→ TEXTE FOURNI
-------------------------
1Ce dossier rassemble les contributions d’un certain nombre de chercheurs du laboratoire DICEN-IDF qui, à un titre ou à un autre, envisagent les enjeux de la participation dans un contexte numérique. DICEN-IDF est une unité de recherche qui regroupe des chercheurs de trois établissements, le CNAM, Paris Est-Marne-la-Vallée et Paris Ouest-Nanterre, porteurs de traditions de recherche différentes et complémentaires dont la diversité et la richesse apparaissent bien dans les contributions de ce dossier. Il est inscrit sous le signe de la participation qui est le terme qui a été le plus utilisé pour décrire les pratiques associées au Web 2.0 puisqu’il a même été désigné par le vocable de « web participatif ». Mais comme on le voit dans les différents textes de ce dossier le terme de participation est souvent mis en balance avec d’autres termes qui véhiculent d’autres connotations.

2Selon Joelle Zask (2011), dont les recherches s’inscrivent plutôt dans ce que nous proposons de décrire par paradigme altruiste (cf. infra) la participation peut s’entendre selon trois acceptions correspondant à des degrés croissants d’individuation. La participation consiste d’abord à prendre part au collectif à expérimenter activement la socialité. Elle consiste ensuite à donner une part, c’est-à-dire à contribuer à l’action du collectif. Elle consiste enfin à prendre une part, à s’approprier une partie des biens communs produits par le collectif. Mais la terminologie utilisée par les chercheurs en SIC et dans d’autres disciplines intéressées par la coopération est loin d’être stabilisée et les références théoriques sont parfois absentes ou hétérogènes. Notre dossier ne fait pas exception à la règle : pour Olivier Ertzscheid (dans ce dossier), la contribution correspond à une forme d’engagement plus élevée que la participation tandis que pour Evelyne Broudoux (dans ce dossier) la participation est moins intense que la coopération et la collaboration. Elle considère par ailleurs que la collaboration est plus intense que la coopération qui véhicule pour elle l’idée « d’organisation hiérarchique de l’activité et de non remise ne cause des objectifs communs ».

3Mais dans la plupart des travaux scientifiques en sciences humaines et sociales et en sciences de l’ingénieur, notamment en CSCW (Computer Supported Cooperative Work), le concept central pour rendre compte de l’action collective est celui de coopération. La participation, la contribution et les modalités de coordination associées correspondent finalement à des acceptions variées de la coopération inspirées de l’étude de situations d’activité spécifiques et elles-mêmes inscrites dans des traditions de recherche distinctes et qui bien souvent s’ignorent. Dans ce texte introductif, nous avons précisément choisi de mettre en exergue les différents paradigmes de la coopération qui ont un rôle clef dans l’introduction des infrastructures numériques collaboratives aujourd’hui associées au web social ou 2.0 sans le plus souvent, dialoguer de manière constructive les uns avec les autres.

Trois paradigmes de la coopération

4Ces trois paradigmes sont le paradigme productif, ancré dans la tradition économique et dans les sciences du travail, le paradigme altruiste, ancré dans l’anthropologie et la sociologie politique et le paradigme interactionniste ancré dans les sciences du langage, la psychologie sociale et les sciences de la communication.
-------------------------
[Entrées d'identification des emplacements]

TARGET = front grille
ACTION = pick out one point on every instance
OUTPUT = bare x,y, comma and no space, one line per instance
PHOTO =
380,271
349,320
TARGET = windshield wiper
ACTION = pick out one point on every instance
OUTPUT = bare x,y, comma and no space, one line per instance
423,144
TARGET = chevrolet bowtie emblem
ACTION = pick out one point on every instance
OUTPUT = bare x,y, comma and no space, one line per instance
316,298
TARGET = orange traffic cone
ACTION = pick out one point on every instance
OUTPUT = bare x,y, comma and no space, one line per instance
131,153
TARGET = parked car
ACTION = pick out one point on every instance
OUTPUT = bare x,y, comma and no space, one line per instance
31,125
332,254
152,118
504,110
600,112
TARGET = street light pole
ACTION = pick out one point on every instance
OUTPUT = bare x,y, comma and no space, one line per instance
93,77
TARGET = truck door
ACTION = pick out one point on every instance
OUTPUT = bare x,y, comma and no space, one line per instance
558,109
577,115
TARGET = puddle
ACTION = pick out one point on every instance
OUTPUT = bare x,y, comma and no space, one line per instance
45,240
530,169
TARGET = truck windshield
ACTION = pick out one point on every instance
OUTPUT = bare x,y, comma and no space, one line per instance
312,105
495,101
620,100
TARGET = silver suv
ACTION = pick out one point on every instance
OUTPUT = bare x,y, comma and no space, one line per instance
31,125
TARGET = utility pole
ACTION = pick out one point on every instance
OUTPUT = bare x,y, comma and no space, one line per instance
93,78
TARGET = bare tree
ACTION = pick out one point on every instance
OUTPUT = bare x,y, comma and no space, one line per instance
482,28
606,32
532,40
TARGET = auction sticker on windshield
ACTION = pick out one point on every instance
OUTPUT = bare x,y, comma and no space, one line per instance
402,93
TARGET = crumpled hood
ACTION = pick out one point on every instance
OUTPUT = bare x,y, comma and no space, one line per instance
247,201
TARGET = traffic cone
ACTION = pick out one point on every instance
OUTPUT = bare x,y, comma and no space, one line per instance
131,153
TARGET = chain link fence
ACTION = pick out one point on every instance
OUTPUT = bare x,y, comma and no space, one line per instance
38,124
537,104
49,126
-------------------------
→ TÂCHES À RÉALISER
1. Disposez en tableau Markdown, avec les colonnes « N° » et « Ligne », le passage des enregistrements qui va de la ligne contenant « TARGET = crumpled hood » jusqu'à la fin des enregistrements, ces deux extrémités comprises. Laissez de côté les lignes vides.
2. Reprenez le texte sur les paradigmes de la coopération et poursuivez-le à partir de sa dernière phrase.

→ RÉPONSES RÉDIGÉES
1.
| N° | Ligne |
|---|---|
| 1 | TARGET = crumpled hood |
| 2 | ACTION = pick out one point on every instance |
| 3 | OUTPUT = bare x,y, comma and no space, one line per instance |
| 4 | 247,201 |
| 5 | TARGET = traffic cone |
| 6 | ACTION = pick out one point on every instance |
| 7 | OUTPUT = bare x,y, comma and no space, one line per instance |
| 8 | 131,153 |
| 9 | TARGET = chain link fence |
| 10 | ACTION = pick out one point on every instance |
| 11 | OUTPUT = bare x,y, comma and no space, one line per instance |
| 12 | 38,124 |
| 13 | 537,104 |
| 14 | 49,126 |

2.
5Le paradigme productif a une importance particulière parce qu’il est celui qui domine la recherche scientifique européenne dans le domaine du CSCW dans le sillage des travaux de K. Schmidt & Simone (1996), qui se revendiquent clairement de cette approche et des origines « marxiennes » de la notion de coopération. Chez Schmidt, la coopération est définie de manière comme correspondant à la production collective et coordonnée de produits tangibles : « Le travail coopératif émerge quand plusieurs acteurs engagés dans la réalisation d’une tâche commune, sont mutuellement dépendants dans leur travail et doivent se coordonner et rassembler leurs productions individuelles pour être en mesure d’effectuer la tâche qui leur a été confiée » (K. Schmidt & Simone, 1996). Pour cet auteur, toute considération qui ferait référence aux « motivations » des acteurs et notamment à de possibles motivations altruistes devrait être écartée de l’analyse. Si K. Schmidt revendique une approche ethnographique dans l’analyse détaillée qu’il réalise des situations de travail, il écarte également le recours aux perspectives interactionnistes. Les interactions sont essentiellement prises en charge par des « mécanismes de coordination » plus ou moins explicites pour les acteurs dans le contexte de l’analyse de situations de travail assez fortement standardisées. On trouve des représentants importants de ce paradigme dans le domaine de l’ergonomie et notamment quand elle est inspirée par la théorie de l’activité. Nous avons-nous même été dans nos premiers travaux un tenant de cette approche comme l’ont été la plupart des théories d’inspiration cognitive ou marxiste (cognition distribuée, théorie de l’activité).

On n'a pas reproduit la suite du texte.